DATASET EXCERPTS
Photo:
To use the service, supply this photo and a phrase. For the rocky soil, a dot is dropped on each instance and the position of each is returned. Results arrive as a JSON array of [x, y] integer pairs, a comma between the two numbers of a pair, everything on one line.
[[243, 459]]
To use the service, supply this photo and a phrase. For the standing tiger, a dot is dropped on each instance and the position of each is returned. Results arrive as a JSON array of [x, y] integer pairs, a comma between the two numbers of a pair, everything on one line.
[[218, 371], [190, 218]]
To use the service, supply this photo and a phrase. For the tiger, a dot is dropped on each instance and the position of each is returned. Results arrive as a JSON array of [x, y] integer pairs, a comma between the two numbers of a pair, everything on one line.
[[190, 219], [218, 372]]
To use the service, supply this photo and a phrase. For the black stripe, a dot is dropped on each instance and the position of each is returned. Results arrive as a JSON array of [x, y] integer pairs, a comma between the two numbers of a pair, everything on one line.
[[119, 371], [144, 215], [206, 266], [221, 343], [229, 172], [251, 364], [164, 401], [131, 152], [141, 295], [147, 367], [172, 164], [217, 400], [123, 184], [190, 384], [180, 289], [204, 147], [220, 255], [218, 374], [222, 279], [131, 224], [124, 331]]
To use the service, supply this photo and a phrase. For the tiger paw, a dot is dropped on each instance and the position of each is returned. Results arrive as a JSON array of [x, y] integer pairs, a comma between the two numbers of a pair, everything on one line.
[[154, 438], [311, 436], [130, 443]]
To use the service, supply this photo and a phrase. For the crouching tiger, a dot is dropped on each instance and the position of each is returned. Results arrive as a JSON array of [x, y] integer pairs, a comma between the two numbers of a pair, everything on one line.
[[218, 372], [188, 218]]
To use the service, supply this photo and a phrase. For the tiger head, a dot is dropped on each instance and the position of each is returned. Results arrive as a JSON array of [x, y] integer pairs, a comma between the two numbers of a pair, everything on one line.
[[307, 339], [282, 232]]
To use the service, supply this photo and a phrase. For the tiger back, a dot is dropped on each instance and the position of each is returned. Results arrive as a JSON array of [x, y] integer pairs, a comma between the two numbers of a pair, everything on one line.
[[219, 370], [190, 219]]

WHAT YOU SHOULD DO
Repeat the listing above without any change.

OUTPUT OF THE TASK
Photo:
To use the service, supply this photo and a phrase. For the rocky soil, a dot is dropped on each instance and the position of each is returned. Results arrive as a JSON array of [x, y] integer pairs, a comma between the two numbers of a pair, everything on one line.
[[243, 459]]
To use the service, supply this photo and a phrase. For the standing tiger, a dot is dropped on each instance and the position of each is returned. Results arrive as a JSON array of [x, y] integer pairs, a comma between the two numbers of a pair, everything on one line.
[[218, 371], [190, 218]]
To use the service, supply this photo and a phrase. For the tiger, a dot is dropped on each instance and the position of each is returned. Results arrive as a JSON array of [x, y] integer pairs, a comma between the two numbers of a pair, everything on one line.
[[190, 219], [218, 372]]
To use the service, supply this photo and a phrase. For the black stripe, a dot is dropped on each instance and the position of each is returned. Results arrive as a JSON array of [x, y] integer pairs, a comma between the two numbers of a pair, everything on one line.
[[119, 371], [144, 215], [206, 266], [221, 343], [229, 172], [251, 364], [164, 401], [131, 152], [141, 295], [147, 367], [172, 164], [217, 400], [123, 184], [190, 384], [180, 289], [204, 147], [220, 255], [218, 374], [222, 279], [131, 224], [124, 331]]
To use the service, supply this photo and a phrase. For the tiger paw, a dot is dropped on each instance and the position of each is returned. Results arrive as a JSON array of [x, y] integer pairs, a comma between the two numbers of a pair, everything on one line.
[[154, 438], [311, 436], [130, 443]]
To use the service, supply this photo and a phrase. For the crouching tiger, a dot is dropped on each instance and the position of each is returned. Results arrive as a JSON array of [x, y] integer pairs, a comma between the two numbers of a pair, everything on one line.
[[218, 372], [188, 218]]
To use the service, supply this photo and a phrase. For the tiger head, a dot is dropped on each instance and the position of each is returned. Results arrive as a JSON array of [x, y] integer pairs, a comma between the two numbers of a pair, everything on one line.
[[307, 339], [282, 232]]
To use the service, supply this photo and a phrase. For the tiger back, a dot is dropped on each instance and the position of each is returned. Results arrive as a JSON array of [x, y] integer pairs, a comma between the two numbers of a pair, everything on one line.
[[219, 370], [190, 219]]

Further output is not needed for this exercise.